--- begin TEXT SECTION ---

[pve-devel] question/idea : managing big proxmox cluster (100nodes), get rid of corosync ?

Thomas Lamprecht t.lamprecht at proxmox.com
Wed Sep 21 12:55:21 CEST 2016


On 09/21/2016 10:51 AM, Alexandre DERUMIER wrote:
>>> Note that I have around 1000vms, so I don't known impact of number of messages/s.
> a simple tcpdump give me an average of:
>
> udp/5404: 500packets/s
> udp/5405 : 1300 packets/s
>
> ----- Mail original -----
> De: "Alexandre Derumier" <aderumier at odiso.com>
> À: "pve-devel" <pve-devel at pve.proxmox.com>
> Envoyé: Mercredi 21 Septembre 2016 09:57:42
> Objet: Re: [pve-devel] question/idea : managing big proxmox cluster (100nodes), get rid of corosync ?
>
>>> @Alexandre, you say that with 16 nodes the cluster is quite at is maximum,
>>> can I get some more infos from you as I currently do not have the
>>> hardware to
>>> test this :)
>>>
>>> Do you use IGMP snooping/queriers?
>>> On which network communicates corosync, on an independent? And how fast
>>> is it?
>>> Redundant rings also?
> I have a full 2x10gb network through lacp (no Redundant ring).
> Dedicated vlan for nodes, but sharing same physical links (but far to be saturated)
> Cluster node are 2x10cores 3,1ghz xeon, with ssd for local storage
> currently mtu 1500, but I'm planning to increase it to 9000, as it seem that allow more messages.
> I'm using igmp snooping/queriers (multicast stable).

OK, multicast traffic may still be hindered when on the same network with
heavy users (e.g. VM storage), even if the network itself is not saturated.

--- end TEXT SECTION ---
--- begin STORED DATA ---

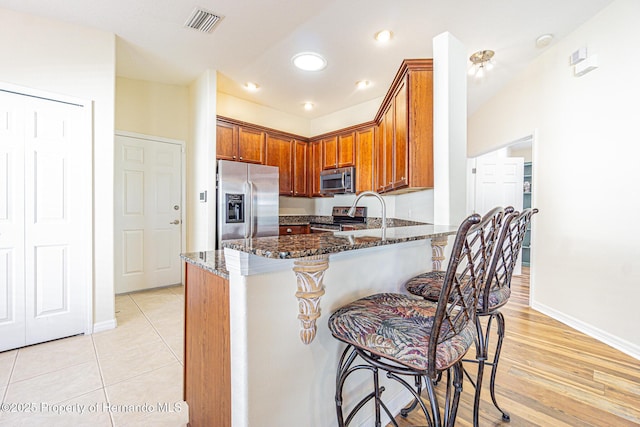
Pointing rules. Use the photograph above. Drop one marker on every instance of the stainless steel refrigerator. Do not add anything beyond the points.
(247, 197)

--- end STORED DATA ---

**REQUIREMENTS:** Reproduce, word for word, the section of the corosync thread that begins at the words "Thomas Lamprecht t.lamprecht" and stops after the words "number of messages/s.".

**ANSWER TO THE EXERCISE:**
Thomas Lamprecht t.lamprecht at proxmox.com
Wed Sep 21 12:55:21 CEST 2016


On 09/21/2016 10:51 AM, Alexandre DERUMIER wrote:
>>> Note that I have around 1000vms, so I don't known impact of number of messages/s.